*** Opening of Provided records ***

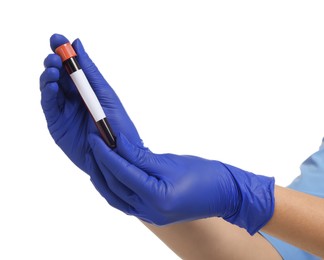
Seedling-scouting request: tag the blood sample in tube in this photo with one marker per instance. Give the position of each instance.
(68, 56)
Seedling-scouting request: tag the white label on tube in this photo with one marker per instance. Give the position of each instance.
(88, 95)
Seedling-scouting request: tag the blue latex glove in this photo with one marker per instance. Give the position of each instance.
(67, 118)
(168, 188)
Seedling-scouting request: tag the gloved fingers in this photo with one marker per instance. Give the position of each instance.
(142, 158)
(49, 75)
(49, 101)
(117, 187)
(132, 177)
(57, 40)
(53, 60)
(101, 186)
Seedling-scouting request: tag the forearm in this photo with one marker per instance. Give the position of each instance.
(213, 238)
(298, 219)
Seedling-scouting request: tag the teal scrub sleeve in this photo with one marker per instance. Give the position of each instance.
(311, 181)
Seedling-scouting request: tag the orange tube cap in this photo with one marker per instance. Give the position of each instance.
(65, 51)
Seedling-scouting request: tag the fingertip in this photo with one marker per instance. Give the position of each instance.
(49, 75)
(57, 40)
(78, 47)
(53, 60)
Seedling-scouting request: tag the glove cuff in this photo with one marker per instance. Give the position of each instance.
(257, 200)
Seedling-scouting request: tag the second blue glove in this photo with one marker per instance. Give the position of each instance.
(168, 188)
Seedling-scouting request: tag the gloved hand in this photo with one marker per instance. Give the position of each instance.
(167, 188)
(68, 120)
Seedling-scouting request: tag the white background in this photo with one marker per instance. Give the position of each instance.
(236, 81)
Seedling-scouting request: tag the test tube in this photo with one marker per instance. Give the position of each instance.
(68, 56)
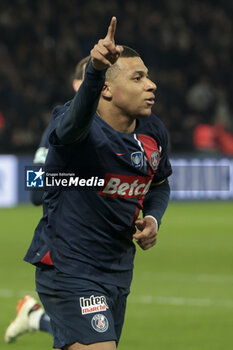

*** Close of Provided records ***

• Brief
Make an exact copy of the listing above. Do not include the pictures.

• Exercise answer
Seedling-scouting request: tag the blood sample in tube in this photo with one marker per instance. Give the position of each instance.
(68, 56)
Seedling-scouting request: tag the white label on tube in this photo with one marker per instance. Give the position of each instance.
(88, 95)
Seedling-scouting request: tag the blue latex glove in this photo with one marker per instance. Give the position of each instance.
(67, 118)
(168, 188)
Seedling-scouting request: tag the gloved fingers in this photo with one marker per instance. Give the position of each instance.
(142, 158)
(49, 75)
(49, 101)
(117, 187)
(132, 177)
(57, 40)
(53, 60)
(101, 186)
Seedling-scouting request: tag the forearm in this photo with one marker per instance. Give the position of each instance.
(213, 238)
(298, 219)
Seedling-scouting request: tag the teal scrub sleeve in this photo with one marker per instance. Give the position of each instance.
(311, 181)
Seedling-scouting request: tag the orange tube cap in this photo with one marker per instance. Give the position of each instance.
(65, 51)
Seedling-scouting request: tag the fingertip in this photo with one marker per instance. Give the position of each instance.
(49, 75)
(57, 40)
(78, 47)
(53, 60)
Seedling-scouting request: tag the glove cuff in this photo with one marker per instance. Give the position of each instance.
(257, 200)
Seedling-scouting request: tag the second blue glove in this photo with one marker per instance. Give the position of each instance.
(168, 188)
Seedling-scouting request: tag the gloved hand in this photo with one marker per instance. Give the position of each instance.
(167, 188)
(68, 120)
Seedling-scouting request: tag the white background in this photo with one marker per instance. Give the position of each instance.
(236, 81)
Seedling-scouting request: tag the test tube in this photo with one marker per instance. Give the position of each instance.
(68, 56)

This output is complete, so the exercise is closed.